**O que fazer**
Como você resumiria em duas frases o trecho de documento abaixo?

**Trecho do documento**
***

Confira alguns dados sobre conflitos urbanos e rurais na Colômbia, que são do Sistema de Informação sobre Agressões contra Defensores dos Direitos Humanos na Colômbia (SIADDHH). Esse Sistema é alimentado por dados de organizações de base presentes nos territórios, como a Associação Minga.
180 assassinatos de lideranças entre o período de abril de 2018 e abril de 2019;
Apenas em 2018 foram registrados 805 casos na Colômbia - que englobam assassinatos, ameaças de morte (que têm aumentado nos últimos tempos, principalmente via celular), atentados, agressões, desaparecimentos, prisões, ações de criminalização e roubo de informações sensíveis;
E apenas em 2018, desses 805 casos, foram registrados 155 assassinatos de lideranças rurais e urbanas no país. Desse total de mortes, 23 ocorreram na Amazônia;
Em 2019, apenas no 1º trimestre, já foram registradas 245 agressões individuais e 25 assassinatos, sendo 2 na região amazônica;
Amparo Fabiola Rodríguez foi uma das lideranças indígenas colombianas mortas em 2018. Crédito: Relatório SIADDHH
Confira a entrevista com Olga Lucía Suárez Monrroy:
Como surge a relação e parceria entre a Associação Minga e a Comissão Pastoral da Terra (CPT)?
Conhecemos a CPT em Tarapoto, no Peru, durante o VIII Fórum Social Pan-Amazônico (FOSPA). A partir daí nós estabelecemos uma abordagem especial e uma compreensão significativa para gerar ações que podem contribuir para o cuidado e a proteção da Amazônia. A relação com a CPT foi reforçada através do processo de caminhada para a IX Fórum, que será realizado em Mocoa, em Putumayo, na Colômbia [em março de 2020].
Essa relação também vem para estimular a iniciativa de ação para o mapeamento dos conflitos, o que nos permitiu conhecer mais uns aos outros e compartilhar experiências em face do trabalho de defesa e proteção dos direitos humanos. Agências internacionais de cooperação, como o Comité Catholique Contre la Faim et pour le Développement – Terre Solidaire (CCFD) [agência francesa], mostraram interesse em apoiar ações do FOSPA, para que organizações pudessem se encontrar e articular ações de fortalecimento de resistência e defesa dos territórios amazônicos.
Olga, diante do contexto de conflitos e dados apresentados por você, qual a importância de um evento internacional como o Fórum Social Pan-Amazônico (FOSPA) para a Colômbia e para os países da Pan-Amazônia?
O Fórum Social Pan-Amazônico (FOSPA) é um espaço de articulação, ação e reflexão relacionado à bacia amazônica que atravessa Brasil, Peru, Bolívia, Equador, Colômbia, Venezuela, República Cooperativa da Guiana, Suriname e Guiana Francesa.
Este é um cenário extremamente importante para os países que compõem a Amazônia, pois a partir daí pretendemos estabelecer objetivos que visem articular as agendas das organizações e redes amazônicas e tornar visíveis as propostas de defesa da Amazônia frente às mudanças climáticas e coexistência intercultural.

***

**Material**
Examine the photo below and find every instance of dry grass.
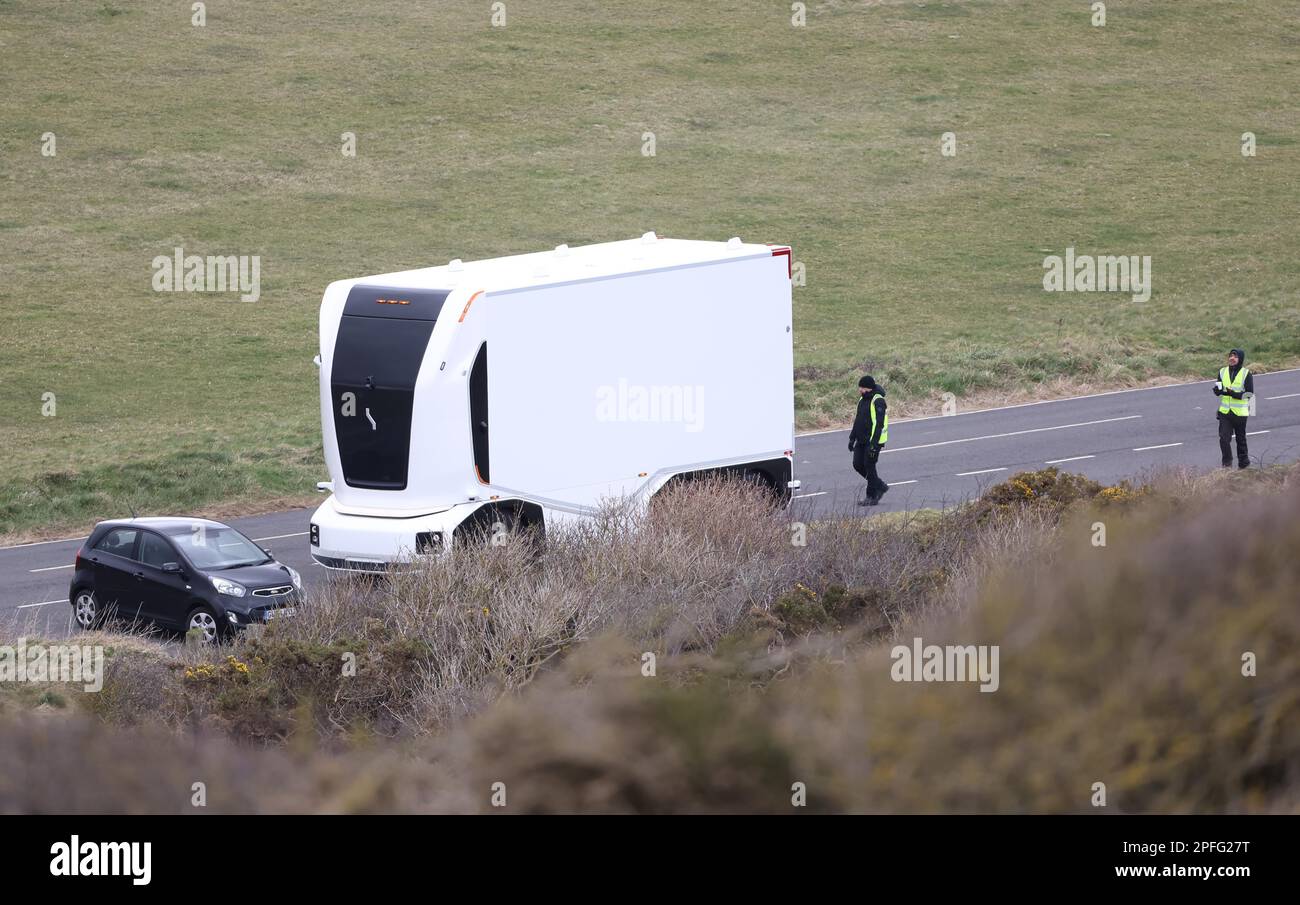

***

**Resposta à tarefa**
Dados do SIADDHH, alimentado por organizações de base como a Associação Minga, registram 805 casos de agressões contra defensores dos direitos humanos na Colômbia em 2018, entre eles 155 assassinatos de lideranças, 23 dos quais na Amazônia. Na entrevista, Olga Lucía Suárez Monrroy conta que a parceria entre a Associação Minga e a CPT nasceu no VIII Fórum Social Pan-Amazônico, em Tarapoto, e descreve o FOSPA como um espaço de articulação, ação e reflexão extremamente importante para os países amazônicos.